### Work order A
In the mushroom-farming article, what is Andrew Griffin's business called, and where is it located?
### Work order B
Set down word for word the passage of the mushroom-farming article from "It wasn’t until" up to and including "and farmers’ markets.".
### Work order C
Resume the mushroom-farming article after its final sentence.

(Document extract Opens)

It looks like a laboratory, but with a humid, earthy smell. It’s a sterile environment, but there’s fungus growing everywhere — in jars, in bags — and that’s exactly what’s supposed to happen!
Growing mushrooms is a totally different kind of farming than what you’d normally think of here in Wisconsin. Andrew Griffin’s story of how he got to growing mushrooms is just as unique. He’s a Wisconsin native, growing up around farms but without farm experience. He got an education in economics at UW, but preferred working in the food sector either on organic farms or in kitchens.
It wasn’t until the height of COVID when he decided to pursue growing mushrooms. He jokes part of the reason was no one was hiring at that time. But growing mushrooms was already a hobby he was passionate about.
Today, Griffin owns MicroMyco Growers in downtown Madison, growing mushrooms for restaurants and farmers’ markets.
In an interview with Mid-West Farm Report, Griffin talks about the economics of mushroom farming as well as how they’re grown:
In the simplest terms, you start a mushroom like you start a seed. Except in this case, you’re allowing mushroom cells, called mycelium, to feed on sugars and proteins in grains. The mycelium needs to grow in a sterile environment, such as a sterile jar, so that it doesn’t compete with other fungi or bacteria in the air.

(Document extract Closes)
(Supplied entries Opens)

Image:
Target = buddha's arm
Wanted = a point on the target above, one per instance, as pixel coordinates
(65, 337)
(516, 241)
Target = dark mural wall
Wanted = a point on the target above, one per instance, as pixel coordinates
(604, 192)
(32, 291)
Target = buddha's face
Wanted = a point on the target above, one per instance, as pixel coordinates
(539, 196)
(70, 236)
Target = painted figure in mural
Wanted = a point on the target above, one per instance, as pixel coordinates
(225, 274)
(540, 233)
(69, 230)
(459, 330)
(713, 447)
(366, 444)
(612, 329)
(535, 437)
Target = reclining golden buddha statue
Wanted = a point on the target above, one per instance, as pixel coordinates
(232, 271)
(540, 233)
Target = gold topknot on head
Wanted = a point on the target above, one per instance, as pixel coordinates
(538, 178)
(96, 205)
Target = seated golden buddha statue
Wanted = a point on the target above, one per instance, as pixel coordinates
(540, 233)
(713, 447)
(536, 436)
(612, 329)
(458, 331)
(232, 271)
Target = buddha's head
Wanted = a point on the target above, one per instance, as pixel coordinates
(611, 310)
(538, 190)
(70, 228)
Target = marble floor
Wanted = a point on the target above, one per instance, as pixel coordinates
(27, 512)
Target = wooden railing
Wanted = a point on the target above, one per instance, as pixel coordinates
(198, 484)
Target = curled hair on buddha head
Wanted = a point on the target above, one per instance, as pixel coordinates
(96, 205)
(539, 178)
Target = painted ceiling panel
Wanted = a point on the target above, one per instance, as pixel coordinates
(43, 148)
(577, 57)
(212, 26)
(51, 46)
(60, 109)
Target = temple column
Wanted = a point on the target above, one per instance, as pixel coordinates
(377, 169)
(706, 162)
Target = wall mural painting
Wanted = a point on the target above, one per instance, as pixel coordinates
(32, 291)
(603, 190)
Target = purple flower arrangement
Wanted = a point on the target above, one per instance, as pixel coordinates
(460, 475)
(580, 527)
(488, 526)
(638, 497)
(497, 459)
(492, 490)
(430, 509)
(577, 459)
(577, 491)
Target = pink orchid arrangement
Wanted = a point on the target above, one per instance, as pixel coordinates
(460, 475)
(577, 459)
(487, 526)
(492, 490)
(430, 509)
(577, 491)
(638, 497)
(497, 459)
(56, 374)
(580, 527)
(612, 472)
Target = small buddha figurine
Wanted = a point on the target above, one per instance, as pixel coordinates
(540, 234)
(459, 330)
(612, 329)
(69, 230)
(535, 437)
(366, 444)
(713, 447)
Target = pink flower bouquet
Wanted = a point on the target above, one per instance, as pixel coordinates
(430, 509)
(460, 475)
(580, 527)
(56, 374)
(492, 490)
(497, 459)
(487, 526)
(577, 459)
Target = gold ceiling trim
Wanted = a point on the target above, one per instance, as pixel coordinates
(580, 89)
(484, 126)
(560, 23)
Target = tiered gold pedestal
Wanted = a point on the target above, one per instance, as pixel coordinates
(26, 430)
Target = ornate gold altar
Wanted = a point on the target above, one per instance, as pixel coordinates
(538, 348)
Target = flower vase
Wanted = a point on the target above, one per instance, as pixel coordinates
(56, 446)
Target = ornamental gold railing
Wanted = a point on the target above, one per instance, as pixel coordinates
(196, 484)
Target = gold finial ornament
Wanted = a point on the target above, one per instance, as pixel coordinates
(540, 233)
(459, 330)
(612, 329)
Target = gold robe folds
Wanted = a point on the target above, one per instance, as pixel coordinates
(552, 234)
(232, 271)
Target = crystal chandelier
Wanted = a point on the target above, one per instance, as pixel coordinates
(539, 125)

(Supplied entries Closes)

### Written answer A
MicroMyco Growers, in downtown Madison.

### Written answer B
It wasn’t until the height of COVID when he decided to pursue growing mushrooms. He jokes part of the reason was no one was hiring at that time. But growing mushrooms was already a hobby he was passionate about.
Today, Griffin owns MicroMyco Growers in downtown Madison, growing mushrooms for restaurants and farmers’ markets.

### Written answer C
Once the mycelium has grown to the size of the jar, it gets transported to an artificial log. This log is made of sawdust and soybean hulls. The plastic helps contain the log and the mycelium. In this phase, the organisms need to be warm.
It takes as little as five weeks for the mycelium to graduate from the jar to the log to the mushroom room. Then, the mycelium starts growing a temporary organ — the mushroom we eat. In this room, the mushrooms need to be at a particular humidity and temperature. Griffin basically has to ‘set the mood’ for the mycelium to reproduce.
Griffin says there could very well be a mushroom farm near you as folks transition from hobby to commercial growing in order to meet demand. He recommends you visit one.